Task statement –
Your task is to repeat the entries underneath exactly, minus the pictures.

(Annotated photo localization data)
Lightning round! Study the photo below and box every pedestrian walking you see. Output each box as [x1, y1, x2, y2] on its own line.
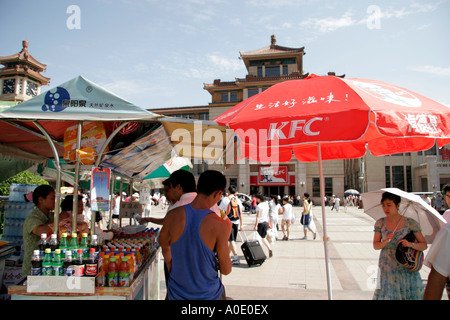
[254, 193, 273, 257]
[372, 191, 427, 300]
[300, 193, 316, 240]
[219, 186, 244, 265]
[280, 196, 293, 240]
[268, 195, 281, 243]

Exercise result –
Lightning round! Study the photo below and box every pedestrian walking you see. Output each box as [x1, y1, x2, y2] on its own line.
[254, 193, 273, 257]
[372, 191, 427, 300]
[300, 193, 316, 240]
[219, 186, 244, 265]
[280, 196, 293, 240]
[268, 195, 281, 243]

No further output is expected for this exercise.